> **GIVEN INSTRUCTION**
Extract every line in the entries that contains the string "input", treating uppercase and lowercase letters as distinct.

> **MATERIAL SHOWN**
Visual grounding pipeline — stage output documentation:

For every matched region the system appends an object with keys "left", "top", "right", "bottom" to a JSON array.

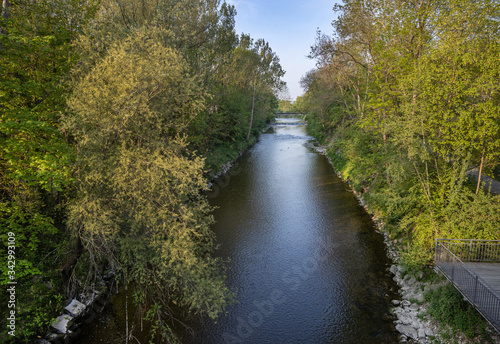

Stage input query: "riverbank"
[{"left": 311, "top": 144, "right": 500, "bottom": 344}]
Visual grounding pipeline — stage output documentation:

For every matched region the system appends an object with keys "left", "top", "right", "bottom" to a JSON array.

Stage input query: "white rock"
[
  {"left": 64, "top": 299, "right": 85, "bottom": 318},
  {"left": 52, "top": 314, "right": 75, "bottom": 333},
  {"left": 396, "top": 325, "right": 418, "bottom": 340}
]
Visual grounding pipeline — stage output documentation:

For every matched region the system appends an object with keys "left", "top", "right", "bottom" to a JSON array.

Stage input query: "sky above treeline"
[{"left": 227, "top": 0, "right": 336, "bottom": 100}]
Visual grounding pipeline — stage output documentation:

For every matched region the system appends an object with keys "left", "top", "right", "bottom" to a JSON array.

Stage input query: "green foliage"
[
  {"left": 66, "top": 28, "right": 233, "bottom": 338},
  {"left": 299, "top": 0, "right": 500, "bottom": 265},
  {"left": 0, "top": 0, "right": 94, "bottom": 341},
  {"left": 424, "top": 284, "right": 486, "bottom": 339},
  {"left": 0, "top": 0, "right": 283, "bottom": 340}
]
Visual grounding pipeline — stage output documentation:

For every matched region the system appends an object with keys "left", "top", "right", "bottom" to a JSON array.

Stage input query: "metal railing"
[{"left": 435, "top": 239, "right": 500, "bottom": 332}]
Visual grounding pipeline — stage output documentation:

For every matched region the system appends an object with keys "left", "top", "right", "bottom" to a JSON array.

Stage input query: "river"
[{"left": 76, "top": 119, "right": 398, "bottom": 344}]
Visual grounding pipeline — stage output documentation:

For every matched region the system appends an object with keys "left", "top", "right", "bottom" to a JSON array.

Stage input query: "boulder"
[
  {"left": 396, "top": 325, "right": 418, "bottom": 340},
  {"left": 51, "top": 314, "right": 75, "bottom": 334},
  {"left": 64, "top": 299, "right": 85, "bottom": 318}
]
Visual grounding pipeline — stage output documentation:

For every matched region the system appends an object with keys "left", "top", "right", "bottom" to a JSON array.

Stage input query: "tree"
[{"left": 66, "top": 27, "right": 229, "bottom": 341}]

> **RESULT**
Stage input query: "riverbank"
Stage input query: "white rock"
Stage input query: "sky above treeline"
Stage input query: "green foliage"
Stage input query: "metal railing"
Stage input query: "river"
Stage input query: "boulder"
Stage input query: "tree"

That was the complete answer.